*PROBLEM DETAILS*
Copy all of the data below word for word, leaving out the pictures.

*INPUT ROWS*
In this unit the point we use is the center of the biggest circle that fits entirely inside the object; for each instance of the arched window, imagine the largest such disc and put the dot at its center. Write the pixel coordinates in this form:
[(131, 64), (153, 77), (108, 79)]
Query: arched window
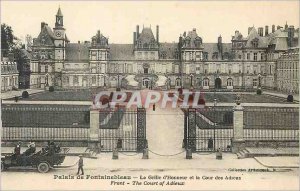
[(229, 82), (215, 56), (178, 82), (205, 82)]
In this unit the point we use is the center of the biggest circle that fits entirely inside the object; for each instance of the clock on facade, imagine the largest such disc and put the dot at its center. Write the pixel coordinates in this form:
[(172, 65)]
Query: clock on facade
[(58, 34)]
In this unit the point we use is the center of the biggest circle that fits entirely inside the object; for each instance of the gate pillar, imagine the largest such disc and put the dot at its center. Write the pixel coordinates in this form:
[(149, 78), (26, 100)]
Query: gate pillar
[(141, 129), (238, 141), (191, 134), (93, 142)]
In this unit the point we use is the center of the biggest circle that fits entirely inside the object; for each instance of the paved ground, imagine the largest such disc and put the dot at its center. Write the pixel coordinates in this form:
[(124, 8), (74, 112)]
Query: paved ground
[(275, 151), (279, 94), (87, 95), (165, 130), (237, 174), (12, 94)]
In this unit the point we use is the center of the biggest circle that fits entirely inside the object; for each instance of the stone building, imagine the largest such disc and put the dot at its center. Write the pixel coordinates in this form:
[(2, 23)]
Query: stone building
[(245, 63), (287, 72), (9, 74)]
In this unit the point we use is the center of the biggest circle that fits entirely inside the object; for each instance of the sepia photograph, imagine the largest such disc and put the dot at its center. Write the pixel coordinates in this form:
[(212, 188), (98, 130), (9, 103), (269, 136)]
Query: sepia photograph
[(149, 95)]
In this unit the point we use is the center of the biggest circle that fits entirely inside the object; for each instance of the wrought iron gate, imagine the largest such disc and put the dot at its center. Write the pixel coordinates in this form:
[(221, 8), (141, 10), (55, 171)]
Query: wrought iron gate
[(123, 129), (208, 129)]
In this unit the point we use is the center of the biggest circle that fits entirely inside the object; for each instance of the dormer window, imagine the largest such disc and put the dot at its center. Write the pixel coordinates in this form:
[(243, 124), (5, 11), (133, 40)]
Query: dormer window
[(215, 56), (255, 43), (205, 55)]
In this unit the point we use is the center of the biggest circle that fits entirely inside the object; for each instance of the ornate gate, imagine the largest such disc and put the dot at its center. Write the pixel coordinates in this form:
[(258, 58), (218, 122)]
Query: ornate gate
[(123, 129), (208, 129)]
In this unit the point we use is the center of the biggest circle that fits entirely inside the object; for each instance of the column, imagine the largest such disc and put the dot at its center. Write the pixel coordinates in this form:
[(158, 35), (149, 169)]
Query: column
[(238, 141), (94, 142)]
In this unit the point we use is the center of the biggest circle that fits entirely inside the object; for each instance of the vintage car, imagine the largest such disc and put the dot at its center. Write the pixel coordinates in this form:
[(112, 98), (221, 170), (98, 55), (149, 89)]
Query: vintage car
[(43, 160)]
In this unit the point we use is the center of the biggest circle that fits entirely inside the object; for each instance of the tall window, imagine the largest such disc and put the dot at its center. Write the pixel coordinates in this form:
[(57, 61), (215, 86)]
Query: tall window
[(75, 80), (262, 56), (229, 82), (93, 80), (248, 56), (254, 82), (255, 56), (205, 82)]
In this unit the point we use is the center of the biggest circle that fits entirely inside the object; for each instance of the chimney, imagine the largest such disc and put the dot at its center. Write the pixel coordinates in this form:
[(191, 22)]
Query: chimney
[(220, 48), (273, 28), (220, 39), (134, 38), (137, 31), (291, 32), (11, 57), (260, 31), (42, 25), (157, 33), (266, 30), (286, 26), (236, 33), (249, 29)]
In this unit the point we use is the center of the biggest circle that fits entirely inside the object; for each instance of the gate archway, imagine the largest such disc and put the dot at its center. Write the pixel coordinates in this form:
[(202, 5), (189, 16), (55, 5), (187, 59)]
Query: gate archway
[(218, 83)]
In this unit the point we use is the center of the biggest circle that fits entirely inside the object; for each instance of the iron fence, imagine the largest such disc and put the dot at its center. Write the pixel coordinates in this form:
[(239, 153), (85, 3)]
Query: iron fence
[(120, 129), (45, 122), (213, 128), (271, 124)]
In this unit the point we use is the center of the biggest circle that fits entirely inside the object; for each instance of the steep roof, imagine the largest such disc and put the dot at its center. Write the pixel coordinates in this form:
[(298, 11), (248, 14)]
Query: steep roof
[(191, 38), (169, 49), (59, 12), (46, 37), (77, 52), (146, 36), (253, 35), (121, 52)]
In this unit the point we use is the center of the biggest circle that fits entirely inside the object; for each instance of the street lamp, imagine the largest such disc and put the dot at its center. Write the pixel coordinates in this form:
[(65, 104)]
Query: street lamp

*TASK RESPONSE*
In this unit the point we use is the center of the biggest circle that fits entirely inside the object; for each instance of the arched window, imagine the largest such disc and put the dot at its center. Write the pixel coordinates in this form:
[(131, 64), (153, 77), (108, 79)]
Query: arched window
[(229, 82), (215, 56), (178, 82), (205, 82)]
In this unit the point we use is the center of the biggest circle that fits entirely inside the object; for each instance of the clock on facade, imagine the largest such disc and put the dot at its center. Write the pixel coordinates in this form:
[(172, 65)]
Query: clock on facade
[(58, 34)]
In this unit the point we use is the center of the biggest circle that fits entirely inside the object; for each instance of the gate pillar, imagine the largest such disc and put the dot at its center. Write the pixel coordinates in this form:
[(149, 78), (26, 100)]
Query: gate pillar
[(141, 129), (238, 141), (191, 134), (93, 142)]
In this unit the point we use is the center of the biggest circle that fits entirely inside the object; for each instance of the paved ground, imagine the largest such disc and put the dot at its center. Write the pixel coordinates in this form:
[(124, 8), (74, 112)]
Query: paved ground
[(275, 151), (279, 94), (87, 95), (165, 130), (237, 174), (12, 94)]
In this unit the point we use is the center of the biggest circle that fits entirely inside the object; for each instance of the stone building, imagine the largest such disc and put the dot at its center. Write the pixel coordinates in this form:
[(2, 23)]
Query: stone building
[(245, 63), (287, 72), (9, 74)]
In this unit the point we use is the center of the biggest circle that fits entirely inside the object; for each instance of the sepia photograph, imagine the largest such disc and put the dot at its center. Write the pixel coordinates in this form:
[(212, 188), (98, 130), (9, 103), (269, 136)]
Query: sepia photograph
[(149, 95)]
In this unit the point we use is the center of the biggest circle that fits entirely inside the object; for each instance of the wrought iron gate, imagine the largest such disc and put the dot at its center. Write the pixel coordinates in this form:
[(221, 8), (141, 10), (55, 171)]
Query: wrought iron gate
[(123, 129), (208, 129)]
In this unit the point we use is the center of the biggest circle that fits entirely inside the object; for each instance of the dormer window, imagine the largest such disc and put the dot at its center. Write the pixel coordinates in this form:
[(243, 124), (5, 11), (133, 40)]
Query: dormer window
[(215, 56), (255, 43), (205, 55)]
In this unit the point we use is the center of the biggest circle that fits entirely inside the object; for each instance of the ornate gate, imagine the largest such disc and put the dot at its center. Write the pixel coordinates in this form:
[(258, 58), (218, 122)]
Query: ornate gate
[(123, 129), (208, 129)]
In this unit the point we use is the center of the biggest circle that fits entirely inside the object; for each instance of the column, imagine the largest such disc and put the dot at its center. Write the pixel coordinates in this form:
[(158, 35), (149, 169)]
Query: column
[(238, 141), (94, 142)]
In this unit the point we use is the center of the biggest circle that fits entirely inside the object; for each instance of the vintage car, imagine the largest such disc and put the dot at its center. Write the pixel coordinates in this form:
[(112, 98), (221, 170), (98, 55), (149, 89)]
Query: vintage car
[(43, 160)]
In this unit the point we use is the center of the biggest circle that fits entirely inside the object; for each instance of the tall window, imagine the largest such disc and put the dot at its center. Write the pixel coordinates in this form:
[(57, 61), (215, 86)]
Query: tall window
[(75, 80), (262, 56), (229, 82), (93, 80), (248, 56), (254, 82), (255, 56), (205, 82)]
In this unit the point we use is the center of the biggest circle that fits entirely inside the object; for each instance of the chimney, imagine the largest such disc and put the dot at its center. Write the pixel coordinates in this form:
[(191, 22)]
Query: chimney
[(220, 48), (273, 28), (220, 39), (134, 38), (137, 31), (291, 32), (11, 57), (260, 31), (42, 25), (157, 33), (266, 30), (286, 26), (236, 33), (249, 29)]
In this unit the point we use is the center of the biggest circle that fits entirely inside the object; for each instance of the gate archway, imagine the largest such disc and put the dot at its center. Write the pixel coordinates in this form:
[(202, 5), (189, 16), (55, 5), (187, 59)]
Query: gate archway
[(218, 83)]
In this unit the point we use is the center of the biggest circle that fits entirely inside the object; for each instance of the iron fence, imagine the largest such disc and put the dot at its center. Write the pixel coordinates in this form:
[(239, 153), (85, 3)]
Query: iron fence
[(120, 129), (45, 122), (213, 128), (271, 124)]
In this unit the point we use is the center of the biggest circle that fits entirely inside the object; for each instance of the steep roof, imagine the largest such disc and put the dot at its center. Write the pixel coordinates in this form:
[(298, 11), (248, 14)]
Query: steep roof
[(191, 38), (169, 49), (59, 12), (46, 37), (77, 52), (146, 36), (253, 35), (121, 52)]
In this unit the point we use is the center of the biggest circle that fits entirely inside the object; for each instance of the street lamp, imagine the largest such disc and put the dot at its center. Write the pixel coordinates in this form:
[(65, 104)]
Query: street lamp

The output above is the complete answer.